Excerpted text
........
Sludge Digestion

Anaerobic digestion is the favoured method of stabilising sewage sludge within the UK.  The first sewage sludge digester was built in Exeter at the turn of the 20th Century.  The primary reason for its construction was to reduce the nuisance odours released from the raw sludge; the biogas produced was used to run power the streets lamps throughout the city. 

Marches Biogas is able to offer a range of services focusing on redesigning existing assets to improve the reliability, efficiency and lifetime of a plant.

Our expertise is based on more than 25 years of working on the design, construction and commissioning of sludge digesters. 
Marches Biogas services include:

Consultancy & Troubleshooting;
Risk Assessment & Process Control;
Marches Biogas is able to carry out detailed risk assessment of sludge digesters, particularly with respect to the gas handling and safety systems.
We place considerable emphasis on Risk Assessment and on Hazard Analysis and Critical Control Points (HACCP). These are two cornerstones of today’s process engineering.
........
Exercises to complete
• A. In the sludge digestion text, where was the first sewage sludge digester built?
• B. Reproduce the sludge digestion text word for word, from "Marches Biogas services" to "and safety systems.".

Data excerpt
........
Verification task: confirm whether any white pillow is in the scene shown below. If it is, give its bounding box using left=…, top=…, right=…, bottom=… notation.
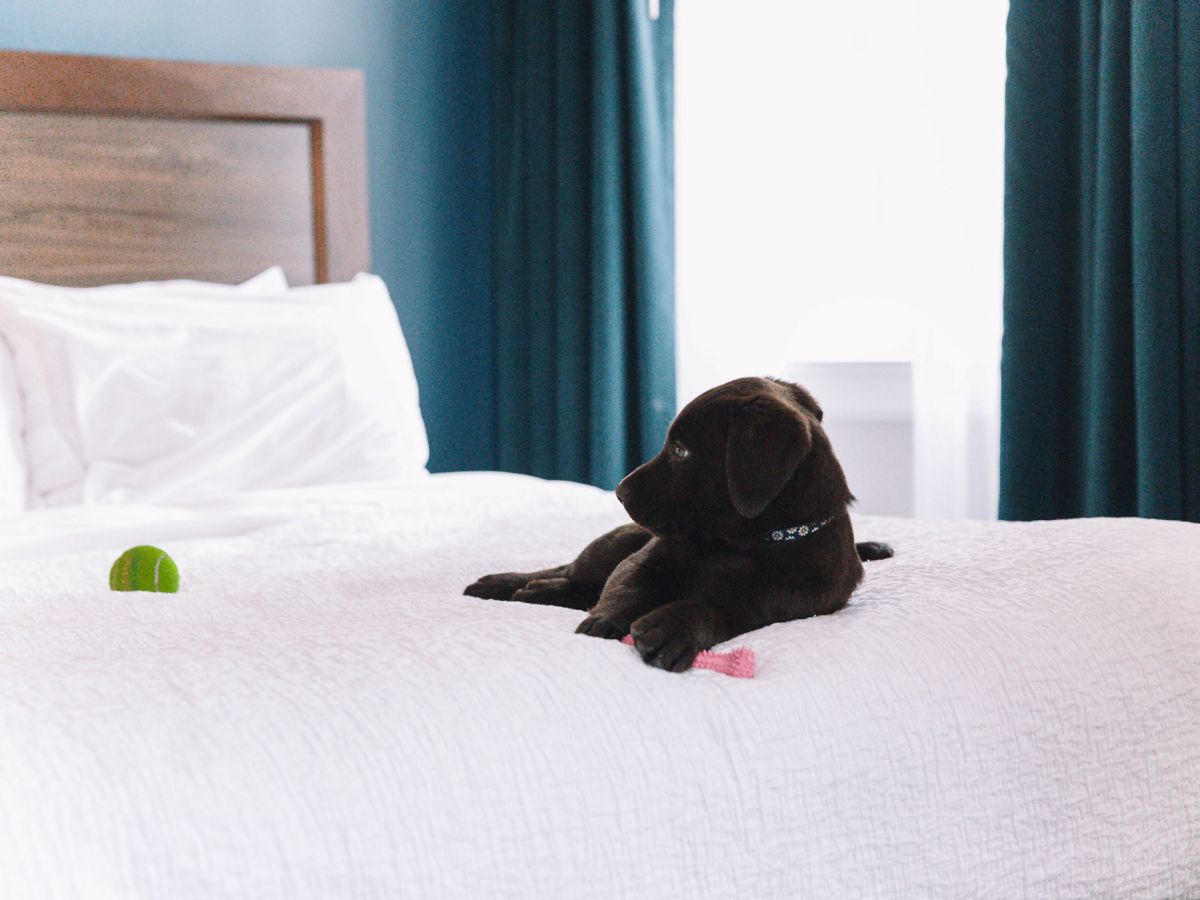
........
Responses to the exercise
• A. Exeter

• B.
Marches Biogas services include:

Consultancy & Troubleshooting;
Risk Assessment & Process Control;
Marches Biogas is able to carry out detailed risk assessment of sludge digesters, particularly with respect to the gas handling and safety systems.